Passage to read START

Losing your job is never an enjoyable experience.
It’s especially challenging for older workers approaching retirement age. Not only has the job market become increasingly competitive, but finding health insurance after being displaced can add another element of stress.
Fortunately, there are options for securing what, hopefully, will only be a temporary solution. Several doors are opening in the aftermath of the Tax Cuts and Jobs Act of 2017, which repeals the Affordable Care Act's individual mandate requiring Americans to buy health insurance or face a tax penalty. The repeal takes effect at the federal level in 2019. (Note: Some states plan to replace the mandate with their own policies and penalties.)
Below are the most common methods of obtaining suitable coverage to tide you over until you land that next job or enter retirement equipped with Medicare.
“Depending on what you decide to do, be sure to get on it early, because some of the options are time-sensitive,” said Nick Bloxham, Vice President of SELCO Insurance Services.
Shop the marketplace
Because you lost your job-based coverage, you can skip the annual open enrollment period and shop the ACA Marketplace during the 60-day special enrollment period, whether you quit or were let go. Depending on your estimated household income, you may also qualify for a federal subsidy, which would lower monthly premiums and out-of-pocket costs. Coverage can start the first day of the month after you lose your insurance. The federal government operates the Marketplace for 39 states; the other 11 states and the District of Columbia run their own.
Sign up for COBRA coverage
The Consolidated Omnibus Budget Reconciliation Act (COBRA) is a federal law that may allow you to stay on your employee health insurance for a limited time after your job ends (typically 18 months). The catch is you pay the full amount of the policy’s premium that you and your employer shared, plus a small administrative fee—and it can be very expensive. For older workers, however, COBRA could wind up being the most affordable option. Your employer might have a group plan with tiered rates. These plans typically assign a single rate for all workers. Because of this, younger workers can typically find a better rate in the individual market, whereas older ones are often better off paying the COBRA rates versus finding a plan in the marketplace. Also, under the ACA, older workers’ premiums can be up to three times higher than for younger employees, which would also potentially make COBRA more attractive. (Before the ACA, there was no limit to what insurance companies could charge older people.) Another benefit of COBRA is you don’t have to change doctors. Before signing up, determine if you’re still insured under your former employer’s plan. If you already paid into the plan, you should be covered for the rest of that month.

Passage to read END
Data provided START

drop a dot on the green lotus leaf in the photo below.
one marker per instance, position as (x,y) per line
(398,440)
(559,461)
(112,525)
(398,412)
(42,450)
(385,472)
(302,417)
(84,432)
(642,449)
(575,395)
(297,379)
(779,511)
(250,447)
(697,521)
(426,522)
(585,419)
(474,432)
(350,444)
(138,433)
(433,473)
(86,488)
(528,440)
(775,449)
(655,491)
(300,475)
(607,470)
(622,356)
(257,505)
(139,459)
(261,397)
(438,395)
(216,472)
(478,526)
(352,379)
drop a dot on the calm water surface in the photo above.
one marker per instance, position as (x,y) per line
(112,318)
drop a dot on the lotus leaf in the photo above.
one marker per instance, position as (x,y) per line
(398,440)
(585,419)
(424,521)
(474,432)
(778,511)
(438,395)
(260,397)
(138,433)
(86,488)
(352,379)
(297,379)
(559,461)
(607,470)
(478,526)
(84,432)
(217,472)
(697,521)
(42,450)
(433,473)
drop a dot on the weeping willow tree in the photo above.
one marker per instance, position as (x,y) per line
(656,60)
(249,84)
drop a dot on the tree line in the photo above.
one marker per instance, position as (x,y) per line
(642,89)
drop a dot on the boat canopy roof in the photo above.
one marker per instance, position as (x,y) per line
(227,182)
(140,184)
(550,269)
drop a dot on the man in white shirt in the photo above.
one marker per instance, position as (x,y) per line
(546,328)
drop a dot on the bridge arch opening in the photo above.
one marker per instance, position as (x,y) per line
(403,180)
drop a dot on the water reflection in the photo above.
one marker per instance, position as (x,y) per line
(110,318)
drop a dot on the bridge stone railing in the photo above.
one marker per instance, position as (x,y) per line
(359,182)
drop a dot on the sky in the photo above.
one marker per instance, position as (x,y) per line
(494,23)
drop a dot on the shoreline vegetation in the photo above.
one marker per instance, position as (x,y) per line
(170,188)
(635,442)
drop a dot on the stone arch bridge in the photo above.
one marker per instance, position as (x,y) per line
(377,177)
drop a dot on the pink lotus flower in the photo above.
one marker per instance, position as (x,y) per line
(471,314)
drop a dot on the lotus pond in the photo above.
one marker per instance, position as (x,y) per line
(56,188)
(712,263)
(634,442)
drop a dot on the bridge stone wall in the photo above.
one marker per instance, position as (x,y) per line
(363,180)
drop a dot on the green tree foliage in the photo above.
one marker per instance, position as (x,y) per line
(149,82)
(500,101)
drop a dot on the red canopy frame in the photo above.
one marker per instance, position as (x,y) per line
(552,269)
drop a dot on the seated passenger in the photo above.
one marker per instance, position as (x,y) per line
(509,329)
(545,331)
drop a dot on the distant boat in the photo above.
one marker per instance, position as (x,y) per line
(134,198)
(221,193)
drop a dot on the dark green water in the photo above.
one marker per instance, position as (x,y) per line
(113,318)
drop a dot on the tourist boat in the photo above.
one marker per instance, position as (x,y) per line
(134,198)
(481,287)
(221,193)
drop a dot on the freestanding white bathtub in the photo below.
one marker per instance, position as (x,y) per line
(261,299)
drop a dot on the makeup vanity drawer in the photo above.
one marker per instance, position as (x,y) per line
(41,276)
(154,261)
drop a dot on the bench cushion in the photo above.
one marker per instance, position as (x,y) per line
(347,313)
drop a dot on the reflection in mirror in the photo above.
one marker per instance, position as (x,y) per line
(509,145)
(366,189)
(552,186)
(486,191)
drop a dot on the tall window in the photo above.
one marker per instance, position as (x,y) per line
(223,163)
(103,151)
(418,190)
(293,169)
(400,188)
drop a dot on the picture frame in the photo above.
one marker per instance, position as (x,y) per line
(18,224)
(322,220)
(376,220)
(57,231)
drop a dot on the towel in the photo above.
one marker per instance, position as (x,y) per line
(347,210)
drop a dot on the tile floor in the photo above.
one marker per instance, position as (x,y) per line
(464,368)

Data provided END

> [Problems to work on]:
1. Answer these questions from the health insurance article:
(a) In what year does the repeal of the individual mandate take effect at the federal level?
(b) How many days does the special enrollment period for the ACA Marketplace last?
(c) For how long does COBRA typically let you stay on your employee health insurance?
2. Carry the health insurance article forward from its last sentence.

> [Responses by item number]:
1.
(a) 2019
(b) 60 days
(c) 18 months

2.
Hop on your spouse's insurance plan
If it’s available, this might be the easiest option. In many cases, you can't switch insurance plans unless it's during the open enrollment period. However, losing your job falls under "qualified life events" (having a child and getting married are others), thus creating a special enrollment period with your spouse’s employer. Your spouse will need to explore insurance options, sign up for a policy, and add you to the plan. This method lets you remain in a group plan, which will likely be less expensive than COBRA but more costly than the individual or nongroup plan you just lost.
Consider short-term insurance
Unless you’re fortunate enough to join your spouse’s plan at a low rate, short-term, limited-duration (STLD) health insurance will be the least-expensive route. Premiums can be as low as $25 per month, though these plans generally feature high deductibles and out-of-pocket costs. An August 2018 ruling by the Departments of Health and Human Services, Labor, and Treasury also makes it easier to hold on to the insurance longer. The maximum duration of the short-term plans was extended from three months to 12 months, and insurers are now allowed to renew or extend their plans for up to 36 months. Keep in mind, because short-term insurance doesn’t qualify for minimum essential coverage status, policy holders could still face the tax penalty if they take out a plan before 2019.
Enroll in Medicaid or CHIP
During the special enrollment period mentioned above, you’ll also learn if you qualify for free or low-cost coverage from Medicaid or the Children’s Health Insurance Program (CHIP). Should you lose your job and need health insurance for yourself and your children, check your state’s health authority site to see if you’re eligible. Oregon residents will find this information at Oregon Health Authority.
“A lot of these options were unappealing even a year ago because of the individual mandate,” Bloxham said. “Because you aren’t required to have an ACA-approved plan anymore, there is more exploration of other options.”
Looking for work can be stressful, and so can shopping for health insurance. But you can ease the burden by weighing your options and being prompt with your decision. Do that and you’ll be on the right path to bridging your insurance gap.